# [WHAT YOU NEED TO DO]
The lines from the start of the data through the line with "Target: white baseboard" are to be returned verbatim; all later lines are to be omitted.

(Referring expression pointing data)
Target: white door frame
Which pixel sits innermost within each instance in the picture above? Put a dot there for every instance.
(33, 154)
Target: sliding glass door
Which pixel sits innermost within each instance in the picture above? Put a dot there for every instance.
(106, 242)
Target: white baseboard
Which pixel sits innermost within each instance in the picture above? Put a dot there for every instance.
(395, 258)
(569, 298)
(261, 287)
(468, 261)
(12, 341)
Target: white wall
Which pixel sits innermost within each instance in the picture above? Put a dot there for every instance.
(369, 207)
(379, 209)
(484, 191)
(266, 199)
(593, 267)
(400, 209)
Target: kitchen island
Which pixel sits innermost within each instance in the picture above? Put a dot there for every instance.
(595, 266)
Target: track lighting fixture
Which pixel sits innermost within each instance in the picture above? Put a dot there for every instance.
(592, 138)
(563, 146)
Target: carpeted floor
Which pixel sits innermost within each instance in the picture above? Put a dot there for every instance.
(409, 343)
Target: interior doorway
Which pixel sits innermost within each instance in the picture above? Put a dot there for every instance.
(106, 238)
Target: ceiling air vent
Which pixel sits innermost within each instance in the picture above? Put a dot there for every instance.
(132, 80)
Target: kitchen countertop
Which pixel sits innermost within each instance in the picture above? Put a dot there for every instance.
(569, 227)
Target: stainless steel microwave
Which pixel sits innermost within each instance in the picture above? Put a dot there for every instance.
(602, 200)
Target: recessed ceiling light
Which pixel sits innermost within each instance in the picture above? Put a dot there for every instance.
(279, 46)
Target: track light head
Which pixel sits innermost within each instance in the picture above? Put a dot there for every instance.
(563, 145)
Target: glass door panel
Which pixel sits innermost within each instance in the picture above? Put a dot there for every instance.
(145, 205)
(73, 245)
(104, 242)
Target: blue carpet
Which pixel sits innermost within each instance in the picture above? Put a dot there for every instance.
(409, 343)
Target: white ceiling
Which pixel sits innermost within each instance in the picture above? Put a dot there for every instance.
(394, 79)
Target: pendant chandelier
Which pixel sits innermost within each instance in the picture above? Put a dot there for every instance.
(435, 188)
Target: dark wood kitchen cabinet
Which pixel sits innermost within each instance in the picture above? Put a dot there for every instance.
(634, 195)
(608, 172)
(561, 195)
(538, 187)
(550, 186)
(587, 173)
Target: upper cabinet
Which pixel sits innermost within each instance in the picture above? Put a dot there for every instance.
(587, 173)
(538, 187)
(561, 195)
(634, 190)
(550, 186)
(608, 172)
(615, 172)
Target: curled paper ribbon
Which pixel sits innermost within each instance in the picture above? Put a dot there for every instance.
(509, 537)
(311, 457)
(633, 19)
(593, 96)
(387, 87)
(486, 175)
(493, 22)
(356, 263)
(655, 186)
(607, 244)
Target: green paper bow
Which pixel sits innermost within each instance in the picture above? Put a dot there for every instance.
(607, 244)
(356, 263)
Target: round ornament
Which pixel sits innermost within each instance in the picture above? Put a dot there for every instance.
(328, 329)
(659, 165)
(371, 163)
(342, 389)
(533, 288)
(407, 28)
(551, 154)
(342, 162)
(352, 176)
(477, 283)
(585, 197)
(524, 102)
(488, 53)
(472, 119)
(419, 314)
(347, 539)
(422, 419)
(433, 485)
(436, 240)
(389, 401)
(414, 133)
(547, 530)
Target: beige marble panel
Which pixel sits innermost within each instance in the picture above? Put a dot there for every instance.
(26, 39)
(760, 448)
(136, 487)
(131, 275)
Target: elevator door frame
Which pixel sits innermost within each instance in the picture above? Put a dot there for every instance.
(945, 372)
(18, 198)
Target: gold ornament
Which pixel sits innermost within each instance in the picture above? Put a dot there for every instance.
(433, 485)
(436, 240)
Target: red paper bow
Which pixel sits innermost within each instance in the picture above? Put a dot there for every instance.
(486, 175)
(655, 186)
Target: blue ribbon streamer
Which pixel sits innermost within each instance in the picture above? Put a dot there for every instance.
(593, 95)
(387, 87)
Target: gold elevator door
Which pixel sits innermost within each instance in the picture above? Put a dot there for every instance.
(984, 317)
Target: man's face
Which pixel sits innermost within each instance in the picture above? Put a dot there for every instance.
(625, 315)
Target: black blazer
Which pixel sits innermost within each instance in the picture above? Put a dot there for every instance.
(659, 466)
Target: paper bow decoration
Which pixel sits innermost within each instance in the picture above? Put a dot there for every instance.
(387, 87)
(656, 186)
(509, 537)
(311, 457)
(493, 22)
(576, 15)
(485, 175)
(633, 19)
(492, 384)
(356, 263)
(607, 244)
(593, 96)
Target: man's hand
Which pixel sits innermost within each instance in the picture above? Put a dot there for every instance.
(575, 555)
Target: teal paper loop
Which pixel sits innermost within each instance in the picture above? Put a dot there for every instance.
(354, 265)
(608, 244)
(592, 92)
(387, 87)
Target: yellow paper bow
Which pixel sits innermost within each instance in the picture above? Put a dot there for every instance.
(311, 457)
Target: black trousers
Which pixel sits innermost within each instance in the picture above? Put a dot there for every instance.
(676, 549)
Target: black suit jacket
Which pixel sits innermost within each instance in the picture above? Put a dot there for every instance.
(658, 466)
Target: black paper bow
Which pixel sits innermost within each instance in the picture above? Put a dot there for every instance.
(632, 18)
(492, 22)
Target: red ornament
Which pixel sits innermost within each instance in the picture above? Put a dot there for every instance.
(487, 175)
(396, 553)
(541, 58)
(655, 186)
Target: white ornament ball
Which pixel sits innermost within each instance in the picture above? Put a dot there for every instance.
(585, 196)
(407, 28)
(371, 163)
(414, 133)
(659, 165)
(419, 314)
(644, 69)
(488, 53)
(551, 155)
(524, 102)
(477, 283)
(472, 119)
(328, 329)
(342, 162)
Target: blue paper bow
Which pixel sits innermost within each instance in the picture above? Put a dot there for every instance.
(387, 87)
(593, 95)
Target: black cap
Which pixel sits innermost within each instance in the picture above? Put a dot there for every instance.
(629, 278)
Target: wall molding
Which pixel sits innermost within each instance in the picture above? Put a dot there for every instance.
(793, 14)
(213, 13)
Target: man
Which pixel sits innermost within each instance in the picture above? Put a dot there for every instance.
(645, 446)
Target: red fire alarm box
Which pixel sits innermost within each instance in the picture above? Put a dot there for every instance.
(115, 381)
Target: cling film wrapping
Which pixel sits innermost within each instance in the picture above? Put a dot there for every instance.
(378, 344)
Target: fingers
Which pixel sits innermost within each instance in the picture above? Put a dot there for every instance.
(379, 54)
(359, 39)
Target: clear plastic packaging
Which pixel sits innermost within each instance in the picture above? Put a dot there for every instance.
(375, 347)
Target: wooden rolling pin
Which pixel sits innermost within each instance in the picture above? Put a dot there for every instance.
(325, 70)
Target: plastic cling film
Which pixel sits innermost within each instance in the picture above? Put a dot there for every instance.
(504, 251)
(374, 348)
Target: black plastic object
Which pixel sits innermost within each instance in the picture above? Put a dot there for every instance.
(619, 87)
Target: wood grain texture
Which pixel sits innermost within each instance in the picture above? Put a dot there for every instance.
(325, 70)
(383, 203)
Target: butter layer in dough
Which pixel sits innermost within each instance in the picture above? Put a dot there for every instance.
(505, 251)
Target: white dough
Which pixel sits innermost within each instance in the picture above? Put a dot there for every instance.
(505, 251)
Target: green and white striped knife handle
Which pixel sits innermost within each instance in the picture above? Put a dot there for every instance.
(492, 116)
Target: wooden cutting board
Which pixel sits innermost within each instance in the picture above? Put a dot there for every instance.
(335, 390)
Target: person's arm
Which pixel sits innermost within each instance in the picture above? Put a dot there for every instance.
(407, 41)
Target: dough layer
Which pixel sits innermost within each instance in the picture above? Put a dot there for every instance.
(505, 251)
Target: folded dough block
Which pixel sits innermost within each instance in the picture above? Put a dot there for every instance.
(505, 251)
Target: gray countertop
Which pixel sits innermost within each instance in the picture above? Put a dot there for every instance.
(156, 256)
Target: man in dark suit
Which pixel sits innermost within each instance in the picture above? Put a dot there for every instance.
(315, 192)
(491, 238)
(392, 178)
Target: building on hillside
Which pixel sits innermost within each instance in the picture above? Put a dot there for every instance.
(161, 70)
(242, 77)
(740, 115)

# [ANSWER]
Target: white door frame
Which pixel sits innermost within each instance in the picture above? Put a dot there for every instance.
(33, 154)
Target: sliding glass door
Which pixel sits innermost within each instance in the picture above? Put a dot there for every instance.
(106, 242)
Target: white baseboard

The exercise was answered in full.